Your goal:
Using the data below, copy out all lines with the word "headlight".

(Dataset entries)
----------

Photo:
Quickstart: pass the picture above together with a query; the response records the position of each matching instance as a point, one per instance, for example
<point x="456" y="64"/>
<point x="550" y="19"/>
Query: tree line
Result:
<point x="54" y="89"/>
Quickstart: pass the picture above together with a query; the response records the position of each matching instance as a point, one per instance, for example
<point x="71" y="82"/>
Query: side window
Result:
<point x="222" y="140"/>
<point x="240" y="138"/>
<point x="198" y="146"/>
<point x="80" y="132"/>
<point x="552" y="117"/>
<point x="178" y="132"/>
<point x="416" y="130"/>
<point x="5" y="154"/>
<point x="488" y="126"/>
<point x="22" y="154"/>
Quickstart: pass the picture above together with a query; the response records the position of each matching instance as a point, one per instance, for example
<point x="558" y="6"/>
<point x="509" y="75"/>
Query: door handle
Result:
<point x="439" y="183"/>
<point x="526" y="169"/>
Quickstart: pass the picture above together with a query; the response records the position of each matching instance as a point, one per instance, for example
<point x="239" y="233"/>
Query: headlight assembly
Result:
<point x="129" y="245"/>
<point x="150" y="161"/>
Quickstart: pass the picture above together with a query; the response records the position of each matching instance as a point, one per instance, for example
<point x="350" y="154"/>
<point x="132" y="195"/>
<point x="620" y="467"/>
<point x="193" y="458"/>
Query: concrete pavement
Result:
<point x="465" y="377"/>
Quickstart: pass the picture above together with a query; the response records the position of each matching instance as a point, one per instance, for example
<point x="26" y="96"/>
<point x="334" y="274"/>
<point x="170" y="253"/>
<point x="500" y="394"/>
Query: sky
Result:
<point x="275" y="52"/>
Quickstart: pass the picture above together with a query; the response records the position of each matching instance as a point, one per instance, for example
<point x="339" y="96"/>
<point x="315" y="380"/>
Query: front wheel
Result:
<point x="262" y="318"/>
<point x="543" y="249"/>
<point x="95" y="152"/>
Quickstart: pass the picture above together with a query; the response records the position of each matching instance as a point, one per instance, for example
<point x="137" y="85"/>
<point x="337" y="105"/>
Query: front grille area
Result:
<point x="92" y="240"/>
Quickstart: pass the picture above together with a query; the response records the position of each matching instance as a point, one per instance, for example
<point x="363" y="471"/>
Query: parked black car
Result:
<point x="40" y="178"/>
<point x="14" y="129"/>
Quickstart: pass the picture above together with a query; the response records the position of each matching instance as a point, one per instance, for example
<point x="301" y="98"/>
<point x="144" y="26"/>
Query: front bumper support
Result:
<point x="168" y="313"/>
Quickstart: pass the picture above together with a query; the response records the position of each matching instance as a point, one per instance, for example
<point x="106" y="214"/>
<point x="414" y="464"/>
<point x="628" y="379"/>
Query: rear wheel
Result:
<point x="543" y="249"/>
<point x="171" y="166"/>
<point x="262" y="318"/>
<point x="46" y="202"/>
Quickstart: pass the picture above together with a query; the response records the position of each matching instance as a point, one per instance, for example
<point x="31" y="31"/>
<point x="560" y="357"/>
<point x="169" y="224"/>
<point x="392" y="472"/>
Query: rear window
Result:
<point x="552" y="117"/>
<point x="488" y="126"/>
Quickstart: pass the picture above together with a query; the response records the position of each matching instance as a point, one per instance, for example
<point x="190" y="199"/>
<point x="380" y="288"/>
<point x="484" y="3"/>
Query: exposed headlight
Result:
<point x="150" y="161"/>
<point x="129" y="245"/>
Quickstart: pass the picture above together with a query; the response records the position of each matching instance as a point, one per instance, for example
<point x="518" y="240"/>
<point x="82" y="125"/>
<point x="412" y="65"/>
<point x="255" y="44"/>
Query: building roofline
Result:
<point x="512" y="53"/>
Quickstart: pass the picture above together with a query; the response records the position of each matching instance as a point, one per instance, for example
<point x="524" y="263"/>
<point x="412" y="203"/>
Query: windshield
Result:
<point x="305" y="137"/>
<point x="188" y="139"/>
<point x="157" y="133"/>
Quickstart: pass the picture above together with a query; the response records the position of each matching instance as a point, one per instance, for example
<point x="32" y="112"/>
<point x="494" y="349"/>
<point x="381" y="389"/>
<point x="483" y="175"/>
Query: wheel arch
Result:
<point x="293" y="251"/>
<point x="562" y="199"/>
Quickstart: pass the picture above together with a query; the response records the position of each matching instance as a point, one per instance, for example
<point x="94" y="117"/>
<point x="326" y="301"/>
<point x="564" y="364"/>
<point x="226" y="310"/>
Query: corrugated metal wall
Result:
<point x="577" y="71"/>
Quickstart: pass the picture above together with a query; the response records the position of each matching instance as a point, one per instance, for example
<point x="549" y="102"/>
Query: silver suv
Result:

----------

Result:
Query: headlight assembly
Query: exposed headlight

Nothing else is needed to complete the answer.